Passage shown:
Why are 600DPI workgroup printers being discontinued?

Post by Mark Ayzenshtey » Sun, 13 Feb 2000 04:00:00


Um This is the usenet. If you have a great reputation on
comp.perphs.printes good for you. I on the other hand don't really want
one. I quite happy having one in the real world.

Good Day,

Mark

: Keep talking Mark.

: This is great for your reputation.

: Jim

:>
:> Disclaimer: Material Guy has written me some personal e-mail on this
:> subject and has now decided to reply publicly so I might make references
:> to his previous private responses in my public response.
:>

:> : It is fair to say that some people would be able to get along in life
:> : just fine with an automobile just like the ones produced in the 1970's.
:> : They need no more than that.
:> : However, that specific customer market does not justify the continuing
:> : production of 1970's type automobiles.
:>
:> This is really an incorrect analogy IMHO. I don't think I have ever seen
:> a car company change the base features of a model in one year and raise
:> the price by 30%. I think thats called pricing yourself out of a market.
:>
:> A better analogy would be: I a customer(by the way I am one so don't tell
:> me just because I understand some technology I can no longer be one. The
:> last time I checked all it takes is money) wish to buy a 4 door
:> automobile. I cannot do with a 2 door automobile for whatever reasons.
:> It would be nice if this vehicle had an automatic transmission, air
:> conditioning etc, but all I REALLY NEED is 4 doors. I have a very limited
:> budget(remind you of small/home offices maybe) and this year there is a
:> base model of a 4 door automobile with a standard transimission and no AC
:> for $4.000. But next year when I actually need(have saved up for) the
:> automobile I find that the base model has been droped and my only choice
:> for a 4 door automobile is one with an automatic transmission and AC for
:> $6.000. Your logic tells me that people like me who have a hard time when
:> the price is raised by 30% are rare and I should just get with the program
:> and pay for features I don't need. What I am suggesting is maybe there is
:> a need for baseline models. Accounting for inflation prices of cars don't
:> increase much year to year. What is happening here is that the base model
:> is being discontinued and you are forced to pay a premium for features you
:> don't need. Perhaps I am wrong and those who have a hard time paying the
:> extra 30% are in such a minority their needs will not be attended. I don't
:> really know. I have fairly limited experience with the matter. This is why
:> I posted to a public forum where such things are discussed in a civilized
:> manner. For g-d's sake relax. Don't take it so seriously, its just usenet
:> discussions, its not real. From the tone you take in your messages one
:> would think you are defending the invention of electricity. Its getting so
:> a person can't make an inquiry to a public forum without being flamed.

Set problem:
In the usenet post about discontinued 600DPI printers, what is the one feature of an automobile that the customer in the car analogy says is truly needed? Answer using only the usenet post.

Provided information:
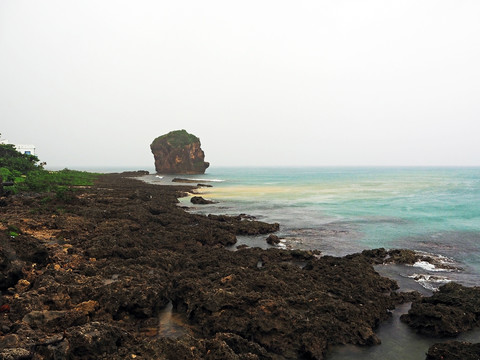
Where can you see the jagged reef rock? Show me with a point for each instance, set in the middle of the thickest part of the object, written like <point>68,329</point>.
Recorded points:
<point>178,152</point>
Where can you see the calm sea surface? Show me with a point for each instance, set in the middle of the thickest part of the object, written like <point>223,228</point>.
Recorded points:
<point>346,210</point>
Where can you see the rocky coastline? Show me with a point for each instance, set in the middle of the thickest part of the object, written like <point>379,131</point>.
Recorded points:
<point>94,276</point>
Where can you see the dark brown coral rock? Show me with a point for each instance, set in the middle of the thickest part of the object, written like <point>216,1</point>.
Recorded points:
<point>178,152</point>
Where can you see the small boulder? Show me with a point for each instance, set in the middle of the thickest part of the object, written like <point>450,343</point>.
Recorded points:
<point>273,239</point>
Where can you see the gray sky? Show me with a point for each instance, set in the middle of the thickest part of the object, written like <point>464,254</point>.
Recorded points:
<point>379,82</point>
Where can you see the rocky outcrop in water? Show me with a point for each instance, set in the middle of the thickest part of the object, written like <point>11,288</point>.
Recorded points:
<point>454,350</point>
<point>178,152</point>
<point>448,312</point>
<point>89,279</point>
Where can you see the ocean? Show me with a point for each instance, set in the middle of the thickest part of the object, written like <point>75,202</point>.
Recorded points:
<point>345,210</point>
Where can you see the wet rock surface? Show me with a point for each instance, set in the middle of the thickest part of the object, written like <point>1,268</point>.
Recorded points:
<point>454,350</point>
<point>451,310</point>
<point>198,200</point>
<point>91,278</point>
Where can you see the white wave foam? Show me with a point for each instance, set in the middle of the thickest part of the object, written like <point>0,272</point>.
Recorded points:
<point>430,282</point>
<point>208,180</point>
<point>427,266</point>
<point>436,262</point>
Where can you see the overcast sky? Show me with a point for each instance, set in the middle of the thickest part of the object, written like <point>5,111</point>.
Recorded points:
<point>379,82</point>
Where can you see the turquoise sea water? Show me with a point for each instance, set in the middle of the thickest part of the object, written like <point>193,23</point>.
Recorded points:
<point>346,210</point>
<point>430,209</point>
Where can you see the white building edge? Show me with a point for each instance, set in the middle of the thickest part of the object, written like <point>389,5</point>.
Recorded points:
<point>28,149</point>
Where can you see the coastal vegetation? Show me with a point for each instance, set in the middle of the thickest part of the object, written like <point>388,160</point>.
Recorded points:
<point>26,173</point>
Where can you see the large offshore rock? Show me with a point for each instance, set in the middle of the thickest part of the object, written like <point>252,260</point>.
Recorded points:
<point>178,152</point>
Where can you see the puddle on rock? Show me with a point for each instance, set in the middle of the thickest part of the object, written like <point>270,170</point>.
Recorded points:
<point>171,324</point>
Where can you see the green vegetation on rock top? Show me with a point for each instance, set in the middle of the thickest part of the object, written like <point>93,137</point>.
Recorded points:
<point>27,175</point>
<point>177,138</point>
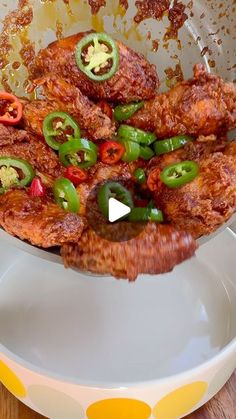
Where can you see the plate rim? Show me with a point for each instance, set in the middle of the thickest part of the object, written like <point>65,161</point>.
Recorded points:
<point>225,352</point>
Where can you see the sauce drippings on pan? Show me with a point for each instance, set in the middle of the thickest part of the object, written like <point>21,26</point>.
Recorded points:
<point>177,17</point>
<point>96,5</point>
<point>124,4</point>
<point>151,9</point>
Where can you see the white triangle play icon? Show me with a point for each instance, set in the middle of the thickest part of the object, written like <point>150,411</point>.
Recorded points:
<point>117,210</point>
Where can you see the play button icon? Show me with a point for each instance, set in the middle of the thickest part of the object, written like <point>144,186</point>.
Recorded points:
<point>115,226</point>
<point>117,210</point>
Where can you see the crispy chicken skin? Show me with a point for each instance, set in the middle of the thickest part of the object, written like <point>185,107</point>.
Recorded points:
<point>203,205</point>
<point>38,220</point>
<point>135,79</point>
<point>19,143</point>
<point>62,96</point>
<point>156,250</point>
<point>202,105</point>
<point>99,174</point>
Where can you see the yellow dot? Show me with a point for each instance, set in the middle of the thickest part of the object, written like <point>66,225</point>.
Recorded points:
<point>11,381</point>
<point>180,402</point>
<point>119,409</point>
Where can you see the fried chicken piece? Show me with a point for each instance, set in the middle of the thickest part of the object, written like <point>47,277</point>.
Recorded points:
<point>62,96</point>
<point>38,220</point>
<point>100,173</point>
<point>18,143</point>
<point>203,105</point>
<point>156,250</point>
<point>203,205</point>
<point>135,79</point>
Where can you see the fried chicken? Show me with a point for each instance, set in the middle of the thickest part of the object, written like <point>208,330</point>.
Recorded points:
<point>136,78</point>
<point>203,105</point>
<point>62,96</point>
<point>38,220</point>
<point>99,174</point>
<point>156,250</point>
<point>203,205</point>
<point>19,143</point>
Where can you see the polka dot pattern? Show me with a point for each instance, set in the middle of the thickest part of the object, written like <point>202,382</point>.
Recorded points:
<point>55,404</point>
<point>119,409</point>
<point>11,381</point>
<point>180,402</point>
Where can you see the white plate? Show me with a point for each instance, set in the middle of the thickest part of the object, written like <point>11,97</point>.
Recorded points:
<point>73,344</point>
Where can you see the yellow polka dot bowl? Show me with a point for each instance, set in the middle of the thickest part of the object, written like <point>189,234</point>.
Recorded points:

The response:
Four doors.